Consignes:
1. Indiquez si chacune des affirmations suivantes concorde avec l'extrait sur le Tao du toreo, en répondant par oui ou non et en citant à l'identique les mots décisifs : (a) L'événement a eu lieu dans les arènes de Nîmes. (b) José Tomas affrontait quatre toros. (c) L'événement s'est déroulé sous la pluie.
2. Renvoyez, s'il vous plaît, le passage de l'extrait sur le Tao du toreo depuis « andré velter,ernest pignon-ernest,tao,toreo,actes » jusqu'à « de nos vies. » inclus, sans rien y modifier.

Extrait du texte:
Lu 111- André Velter / Ernest Pignon-Ernest, Le Tao du toreo, Actes Sud

andré velter,ernest pignon-ernest,tao,toreo,actes sud Les événements, ces secousses d’être, ont leurs voies. Ils nous créent parce qu’ils nous somment d’entrer en eux par le côté ensoleillé, celui où loin de chercher à les définir, ce qui est toujours les stériliser, les faner, les dissoudre, on les laisse nous définir, devenir le sang de nos vies.

 L’événement se produisit « par fort soleil et mystère avéré » un 16 septembre 2012 dans les arènes de Nîmes. Amoureuse des œuvres du temps, l’éternité s’était invitée sur le ruedo le temps d’un solo de José Tomas face à six toros. Diane était également présente et comme à Actéon qui vit ce qu’il ne devait pas voir – la déesse nue sans ses voiles  comme ici où « jamais on n’a vu, ce qui s’appelle voir, / tant d’éclairs invisibles (…) » - elle lança son fameux « nunc sit poteris narrare licet ! », vas-y, raconte, si tu le peux, maintenant !

Documents fournis:
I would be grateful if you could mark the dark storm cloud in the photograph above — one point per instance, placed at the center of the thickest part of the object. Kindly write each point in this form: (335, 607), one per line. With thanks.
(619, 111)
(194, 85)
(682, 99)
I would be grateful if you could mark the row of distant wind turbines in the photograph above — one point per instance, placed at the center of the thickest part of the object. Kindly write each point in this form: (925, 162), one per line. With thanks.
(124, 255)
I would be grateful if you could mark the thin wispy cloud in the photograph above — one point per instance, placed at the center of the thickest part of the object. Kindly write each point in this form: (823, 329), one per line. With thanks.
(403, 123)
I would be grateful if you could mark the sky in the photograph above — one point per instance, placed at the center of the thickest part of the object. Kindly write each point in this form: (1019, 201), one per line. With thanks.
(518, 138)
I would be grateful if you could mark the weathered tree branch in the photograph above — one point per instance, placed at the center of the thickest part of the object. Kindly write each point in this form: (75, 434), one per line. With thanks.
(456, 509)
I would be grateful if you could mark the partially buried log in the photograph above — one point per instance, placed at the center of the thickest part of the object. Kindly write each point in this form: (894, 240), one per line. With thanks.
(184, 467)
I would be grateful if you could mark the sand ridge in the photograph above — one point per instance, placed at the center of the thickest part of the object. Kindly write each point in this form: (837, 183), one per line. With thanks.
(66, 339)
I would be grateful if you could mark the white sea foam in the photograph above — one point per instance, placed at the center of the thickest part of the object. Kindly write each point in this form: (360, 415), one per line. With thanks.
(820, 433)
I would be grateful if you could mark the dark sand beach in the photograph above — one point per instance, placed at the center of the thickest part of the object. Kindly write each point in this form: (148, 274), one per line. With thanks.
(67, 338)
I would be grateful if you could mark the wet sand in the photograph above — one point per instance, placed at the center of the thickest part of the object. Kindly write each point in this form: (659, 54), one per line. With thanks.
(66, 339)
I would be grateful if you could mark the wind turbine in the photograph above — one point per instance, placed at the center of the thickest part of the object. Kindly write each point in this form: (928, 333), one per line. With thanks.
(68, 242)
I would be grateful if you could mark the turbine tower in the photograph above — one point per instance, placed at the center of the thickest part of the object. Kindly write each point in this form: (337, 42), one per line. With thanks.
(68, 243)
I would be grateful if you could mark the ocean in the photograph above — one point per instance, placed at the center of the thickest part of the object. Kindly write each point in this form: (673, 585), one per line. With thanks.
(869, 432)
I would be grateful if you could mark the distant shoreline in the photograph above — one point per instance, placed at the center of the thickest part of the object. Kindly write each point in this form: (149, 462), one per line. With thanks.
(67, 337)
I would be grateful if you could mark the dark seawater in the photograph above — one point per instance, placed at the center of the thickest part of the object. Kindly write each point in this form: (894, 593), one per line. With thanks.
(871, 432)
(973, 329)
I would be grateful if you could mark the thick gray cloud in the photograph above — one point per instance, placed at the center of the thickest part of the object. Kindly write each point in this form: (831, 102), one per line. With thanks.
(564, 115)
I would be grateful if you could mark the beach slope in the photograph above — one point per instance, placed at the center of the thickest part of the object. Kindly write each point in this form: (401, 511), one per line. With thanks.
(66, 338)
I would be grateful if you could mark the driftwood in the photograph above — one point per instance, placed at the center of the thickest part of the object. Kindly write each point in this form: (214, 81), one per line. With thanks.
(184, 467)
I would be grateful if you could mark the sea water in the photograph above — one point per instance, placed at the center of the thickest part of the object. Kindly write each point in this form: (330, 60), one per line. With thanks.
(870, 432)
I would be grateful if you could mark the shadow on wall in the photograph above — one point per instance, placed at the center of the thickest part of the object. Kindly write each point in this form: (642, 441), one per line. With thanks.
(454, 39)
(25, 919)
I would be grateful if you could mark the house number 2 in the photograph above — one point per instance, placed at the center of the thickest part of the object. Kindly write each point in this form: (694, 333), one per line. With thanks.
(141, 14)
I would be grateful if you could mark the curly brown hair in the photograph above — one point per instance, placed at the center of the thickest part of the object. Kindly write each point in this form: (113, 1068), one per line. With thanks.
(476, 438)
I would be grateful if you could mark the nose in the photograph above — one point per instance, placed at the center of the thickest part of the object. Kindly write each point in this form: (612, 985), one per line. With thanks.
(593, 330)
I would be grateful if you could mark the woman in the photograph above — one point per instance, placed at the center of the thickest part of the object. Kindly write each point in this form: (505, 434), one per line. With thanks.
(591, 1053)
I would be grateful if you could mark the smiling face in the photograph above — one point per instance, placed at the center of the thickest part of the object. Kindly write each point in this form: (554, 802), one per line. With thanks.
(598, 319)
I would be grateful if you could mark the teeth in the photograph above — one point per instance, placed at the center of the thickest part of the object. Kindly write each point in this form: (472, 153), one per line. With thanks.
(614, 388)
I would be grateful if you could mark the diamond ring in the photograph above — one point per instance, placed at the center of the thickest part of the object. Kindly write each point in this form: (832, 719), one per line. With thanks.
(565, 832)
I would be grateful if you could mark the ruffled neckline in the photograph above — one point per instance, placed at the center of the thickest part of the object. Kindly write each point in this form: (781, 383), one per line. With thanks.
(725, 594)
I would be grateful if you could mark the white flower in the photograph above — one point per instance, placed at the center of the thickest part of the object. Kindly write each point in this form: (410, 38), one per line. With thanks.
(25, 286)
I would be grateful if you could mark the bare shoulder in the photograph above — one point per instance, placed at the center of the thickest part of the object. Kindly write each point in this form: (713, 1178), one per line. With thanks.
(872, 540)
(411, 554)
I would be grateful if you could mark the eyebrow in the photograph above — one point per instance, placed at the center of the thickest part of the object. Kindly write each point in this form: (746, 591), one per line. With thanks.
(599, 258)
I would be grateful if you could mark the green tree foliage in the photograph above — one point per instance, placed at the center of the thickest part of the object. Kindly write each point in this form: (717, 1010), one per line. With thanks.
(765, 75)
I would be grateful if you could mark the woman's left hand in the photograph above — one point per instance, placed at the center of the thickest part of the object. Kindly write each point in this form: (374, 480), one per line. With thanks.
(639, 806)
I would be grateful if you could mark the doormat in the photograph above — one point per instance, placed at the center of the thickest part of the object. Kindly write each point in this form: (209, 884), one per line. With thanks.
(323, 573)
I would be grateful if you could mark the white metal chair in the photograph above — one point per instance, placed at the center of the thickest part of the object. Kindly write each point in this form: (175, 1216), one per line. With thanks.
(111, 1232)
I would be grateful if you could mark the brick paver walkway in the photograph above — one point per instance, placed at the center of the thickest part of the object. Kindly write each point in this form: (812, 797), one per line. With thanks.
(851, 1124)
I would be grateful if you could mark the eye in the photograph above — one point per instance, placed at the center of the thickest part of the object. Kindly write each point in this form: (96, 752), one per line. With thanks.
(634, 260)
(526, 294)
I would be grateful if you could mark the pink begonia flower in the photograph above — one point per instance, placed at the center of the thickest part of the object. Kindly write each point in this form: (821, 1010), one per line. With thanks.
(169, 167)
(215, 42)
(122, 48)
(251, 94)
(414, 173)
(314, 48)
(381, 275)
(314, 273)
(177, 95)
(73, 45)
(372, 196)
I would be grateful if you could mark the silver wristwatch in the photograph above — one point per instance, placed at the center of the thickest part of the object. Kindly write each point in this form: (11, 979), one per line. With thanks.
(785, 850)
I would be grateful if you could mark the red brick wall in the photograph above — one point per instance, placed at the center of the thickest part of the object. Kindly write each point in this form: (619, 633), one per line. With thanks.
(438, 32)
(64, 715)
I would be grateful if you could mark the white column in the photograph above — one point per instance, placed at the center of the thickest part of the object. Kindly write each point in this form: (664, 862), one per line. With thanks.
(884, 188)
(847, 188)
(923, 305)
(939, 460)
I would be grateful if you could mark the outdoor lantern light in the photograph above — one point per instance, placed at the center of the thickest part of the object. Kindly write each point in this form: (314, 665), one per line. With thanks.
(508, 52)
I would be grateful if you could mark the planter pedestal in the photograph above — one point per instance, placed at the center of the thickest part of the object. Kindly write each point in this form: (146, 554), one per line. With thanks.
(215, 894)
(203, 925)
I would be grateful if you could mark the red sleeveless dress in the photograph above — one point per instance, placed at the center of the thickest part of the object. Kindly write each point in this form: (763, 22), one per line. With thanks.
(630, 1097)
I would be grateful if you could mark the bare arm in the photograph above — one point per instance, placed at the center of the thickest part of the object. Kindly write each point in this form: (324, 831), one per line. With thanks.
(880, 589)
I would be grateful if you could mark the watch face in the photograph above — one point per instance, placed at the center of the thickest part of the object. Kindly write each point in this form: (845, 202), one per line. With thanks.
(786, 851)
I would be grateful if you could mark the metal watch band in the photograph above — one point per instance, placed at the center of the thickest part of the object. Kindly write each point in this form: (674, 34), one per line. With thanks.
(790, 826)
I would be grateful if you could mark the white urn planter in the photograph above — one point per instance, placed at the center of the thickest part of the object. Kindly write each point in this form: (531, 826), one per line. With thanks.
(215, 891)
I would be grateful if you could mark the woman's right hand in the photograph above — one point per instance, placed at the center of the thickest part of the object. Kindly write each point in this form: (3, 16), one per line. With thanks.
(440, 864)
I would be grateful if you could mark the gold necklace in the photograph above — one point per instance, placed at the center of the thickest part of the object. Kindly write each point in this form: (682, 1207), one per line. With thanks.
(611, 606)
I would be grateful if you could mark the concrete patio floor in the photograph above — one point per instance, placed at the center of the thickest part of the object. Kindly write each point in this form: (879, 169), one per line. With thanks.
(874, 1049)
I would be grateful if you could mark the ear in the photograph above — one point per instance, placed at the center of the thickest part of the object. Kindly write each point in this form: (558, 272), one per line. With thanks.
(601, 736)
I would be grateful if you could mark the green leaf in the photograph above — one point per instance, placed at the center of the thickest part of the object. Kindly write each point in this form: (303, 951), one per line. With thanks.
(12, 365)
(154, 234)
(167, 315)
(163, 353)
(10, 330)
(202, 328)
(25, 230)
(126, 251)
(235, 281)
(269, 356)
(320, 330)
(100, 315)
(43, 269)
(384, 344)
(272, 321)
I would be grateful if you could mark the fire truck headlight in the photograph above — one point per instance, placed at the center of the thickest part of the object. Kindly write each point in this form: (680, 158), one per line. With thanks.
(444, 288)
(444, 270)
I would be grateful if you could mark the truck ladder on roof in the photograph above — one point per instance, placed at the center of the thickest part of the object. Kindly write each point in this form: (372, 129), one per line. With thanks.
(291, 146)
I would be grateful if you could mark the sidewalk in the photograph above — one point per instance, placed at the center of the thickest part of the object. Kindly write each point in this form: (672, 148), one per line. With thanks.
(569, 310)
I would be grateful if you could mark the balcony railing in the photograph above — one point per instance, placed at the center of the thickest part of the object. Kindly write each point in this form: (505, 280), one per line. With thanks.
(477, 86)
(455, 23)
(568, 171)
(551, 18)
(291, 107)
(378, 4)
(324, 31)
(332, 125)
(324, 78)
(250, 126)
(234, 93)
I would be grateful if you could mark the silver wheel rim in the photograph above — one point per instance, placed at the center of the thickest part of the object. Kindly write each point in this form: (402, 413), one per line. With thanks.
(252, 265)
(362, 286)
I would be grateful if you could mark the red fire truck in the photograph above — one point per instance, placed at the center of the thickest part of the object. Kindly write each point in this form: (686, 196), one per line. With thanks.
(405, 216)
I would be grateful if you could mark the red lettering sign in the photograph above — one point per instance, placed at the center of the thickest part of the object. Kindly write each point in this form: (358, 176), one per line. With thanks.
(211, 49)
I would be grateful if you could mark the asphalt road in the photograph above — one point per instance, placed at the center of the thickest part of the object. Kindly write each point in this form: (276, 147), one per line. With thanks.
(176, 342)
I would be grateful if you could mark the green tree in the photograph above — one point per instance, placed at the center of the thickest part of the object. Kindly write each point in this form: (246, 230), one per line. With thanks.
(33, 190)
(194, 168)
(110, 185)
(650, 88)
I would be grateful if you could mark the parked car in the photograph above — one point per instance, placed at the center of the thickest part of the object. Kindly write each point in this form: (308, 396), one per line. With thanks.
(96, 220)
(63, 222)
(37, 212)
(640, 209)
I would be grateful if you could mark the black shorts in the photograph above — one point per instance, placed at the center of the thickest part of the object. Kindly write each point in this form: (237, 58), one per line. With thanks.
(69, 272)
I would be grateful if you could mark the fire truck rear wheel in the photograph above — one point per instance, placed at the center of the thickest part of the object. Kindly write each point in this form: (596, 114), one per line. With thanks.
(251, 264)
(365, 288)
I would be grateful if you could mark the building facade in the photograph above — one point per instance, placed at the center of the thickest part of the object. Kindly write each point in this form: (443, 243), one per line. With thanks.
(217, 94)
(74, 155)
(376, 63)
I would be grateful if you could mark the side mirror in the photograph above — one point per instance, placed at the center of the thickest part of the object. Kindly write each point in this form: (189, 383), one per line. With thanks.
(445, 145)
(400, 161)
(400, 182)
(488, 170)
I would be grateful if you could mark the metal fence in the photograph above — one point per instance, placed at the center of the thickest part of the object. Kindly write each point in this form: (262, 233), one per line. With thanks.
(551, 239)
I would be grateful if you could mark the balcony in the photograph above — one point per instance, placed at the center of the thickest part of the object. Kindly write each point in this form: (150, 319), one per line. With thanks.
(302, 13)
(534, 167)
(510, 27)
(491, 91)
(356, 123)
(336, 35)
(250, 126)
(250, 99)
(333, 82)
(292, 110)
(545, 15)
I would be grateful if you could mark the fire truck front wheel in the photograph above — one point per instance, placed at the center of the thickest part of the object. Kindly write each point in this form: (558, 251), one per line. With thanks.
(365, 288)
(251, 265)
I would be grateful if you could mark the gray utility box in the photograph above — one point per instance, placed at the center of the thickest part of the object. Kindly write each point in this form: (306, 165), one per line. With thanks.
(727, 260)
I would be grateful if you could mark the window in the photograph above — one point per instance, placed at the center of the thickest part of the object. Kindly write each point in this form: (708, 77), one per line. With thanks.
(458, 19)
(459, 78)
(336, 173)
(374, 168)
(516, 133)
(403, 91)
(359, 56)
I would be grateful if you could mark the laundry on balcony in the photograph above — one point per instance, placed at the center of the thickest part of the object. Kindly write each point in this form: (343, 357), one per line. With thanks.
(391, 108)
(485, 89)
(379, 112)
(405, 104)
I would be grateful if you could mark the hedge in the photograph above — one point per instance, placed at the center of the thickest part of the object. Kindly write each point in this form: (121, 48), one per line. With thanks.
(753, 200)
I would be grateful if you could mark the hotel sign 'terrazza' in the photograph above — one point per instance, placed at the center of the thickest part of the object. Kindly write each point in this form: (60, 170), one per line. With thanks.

Corrigé:
1.
(a) Oui : « dans les arènes de Nîmes ».
(b) Non : « face à six toros ».
(c) Non : « par fort soleil et mystère avéré ».

2.
andré velter,ernest pignon-ernest,tao,toreo,actes sud Les événements, ces secousses d’être, ont leurs voies. Ils nous créent parce qu’ils nous somment d’entrer en eux par le côté ensoleillé, celui où loin de chercher à les définir, ce qui est toujours les stériliser, les faner, les dissoudre, on les laisse nous définir, devenir le sang de nos vies.